◆ TASK REQUIREMENTS: Repeat the material below word for word, from the line that contains "Note to the class: identify the ceiling" through the end, including both of those lines.

Excerpts of location labeling data
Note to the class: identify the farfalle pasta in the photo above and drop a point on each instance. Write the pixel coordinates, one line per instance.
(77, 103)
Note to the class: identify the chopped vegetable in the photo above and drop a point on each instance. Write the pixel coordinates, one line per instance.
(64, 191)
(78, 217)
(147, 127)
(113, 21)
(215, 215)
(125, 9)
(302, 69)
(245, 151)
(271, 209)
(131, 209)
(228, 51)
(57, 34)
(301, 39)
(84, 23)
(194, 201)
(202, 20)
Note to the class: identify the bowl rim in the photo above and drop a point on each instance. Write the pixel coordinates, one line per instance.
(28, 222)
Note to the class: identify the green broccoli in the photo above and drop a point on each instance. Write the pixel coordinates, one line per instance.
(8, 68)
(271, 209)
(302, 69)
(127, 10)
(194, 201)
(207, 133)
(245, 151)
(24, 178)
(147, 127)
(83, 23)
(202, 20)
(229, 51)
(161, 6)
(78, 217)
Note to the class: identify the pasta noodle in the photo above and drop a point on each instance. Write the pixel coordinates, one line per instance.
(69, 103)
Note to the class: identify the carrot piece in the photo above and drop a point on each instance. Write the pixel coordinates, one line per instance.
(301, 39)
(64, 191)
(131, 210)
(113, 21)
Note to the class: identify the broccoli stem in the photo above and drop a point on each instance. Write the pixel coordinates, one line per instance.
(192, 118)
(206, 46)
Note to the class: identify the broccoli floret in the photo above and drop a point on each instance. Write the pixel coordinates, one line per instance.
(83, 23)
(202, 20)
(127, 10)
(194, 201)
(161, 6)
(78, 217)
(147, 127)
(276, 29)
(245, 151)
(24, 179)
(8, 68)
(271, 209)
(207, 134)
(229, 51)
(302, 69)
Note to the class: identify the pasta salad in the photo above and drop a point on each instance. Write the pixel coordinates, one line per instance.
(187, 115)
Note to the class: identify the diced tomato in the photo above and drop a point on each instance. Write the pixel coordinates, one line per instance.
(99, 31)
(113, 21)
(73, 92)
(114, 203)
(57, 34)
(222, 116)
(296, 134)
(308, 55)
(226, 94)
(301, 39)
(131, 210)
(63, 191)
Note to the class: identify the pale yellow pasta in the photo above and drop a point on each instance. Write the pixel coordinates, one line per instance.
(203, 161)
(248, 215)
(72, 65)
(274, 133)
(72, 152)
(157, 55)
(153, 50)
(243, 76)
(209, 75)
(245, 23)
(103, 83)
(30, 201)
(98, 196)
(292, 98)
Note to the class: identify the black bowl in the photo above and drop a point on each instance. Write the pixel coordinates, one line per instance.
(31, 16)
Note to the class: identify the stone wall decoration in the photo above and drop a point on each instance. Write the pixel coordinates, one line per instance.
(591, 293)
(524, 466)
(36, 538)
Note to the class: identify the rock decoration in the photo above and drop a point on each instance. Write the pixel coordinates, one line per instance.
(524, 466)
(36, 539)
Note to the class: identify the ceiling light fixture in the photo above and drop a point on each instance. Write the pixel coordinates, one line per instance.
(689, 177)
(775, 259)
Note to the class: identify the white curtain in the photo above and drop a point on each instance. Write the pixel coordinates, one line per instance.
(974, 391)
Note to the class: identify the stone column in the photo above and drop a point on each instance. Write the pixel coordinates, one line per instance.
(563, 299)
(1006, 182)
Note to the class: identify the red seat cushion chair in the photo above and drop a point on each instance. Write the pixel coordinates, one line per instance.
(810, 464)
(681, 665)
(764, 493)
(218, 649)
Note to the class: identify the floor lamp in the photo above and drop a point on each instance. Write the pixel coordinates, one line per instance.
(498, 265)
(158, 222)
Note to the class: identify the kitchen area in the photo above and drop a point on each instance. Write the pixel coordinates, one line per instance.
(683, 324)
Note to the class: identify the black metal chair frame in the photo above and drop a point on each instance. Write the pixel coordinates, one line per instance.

◆ WRITTEN ANSWER:
Note to the class: identify the ceiling light fixture in the photo above and drop a point on each instance. Write the pixel coordinates, one line per instance.
(689, 177)
(775, 259)
Note to the class: identify the white curtain in the photo above and drop a point on each instance. Write the pixel coordinates, one line per instance.
(974, 391)
Note to the class: identify the stone column in the photo above and drop a point on each instance. Write the pixel coordinates, one line per instance.
(563, 299)
(1006, 182)
Note to the class: identify the red seat cushion chair in the photo above and drop a point on each instance. Write the pixel coordinates, one line per instance.
(810, 464)
(681, 665)
(764, 493)
(218, 649)
Note to the class: identify the floor lamp in the photo above and drop a point on each instance. Write the pixel coordinates, one line per instance.
(498, 265)
(158, 222)
Note to the class: identify the kitchen area in the photo above and drop a point on each instance. Write the pixel coordinates, one line per instance.
(683, 324)
Note to the class: identify the black metal chair frame in the photo above and drop a point on each instance. Write the pixel coordinates, one line per instance.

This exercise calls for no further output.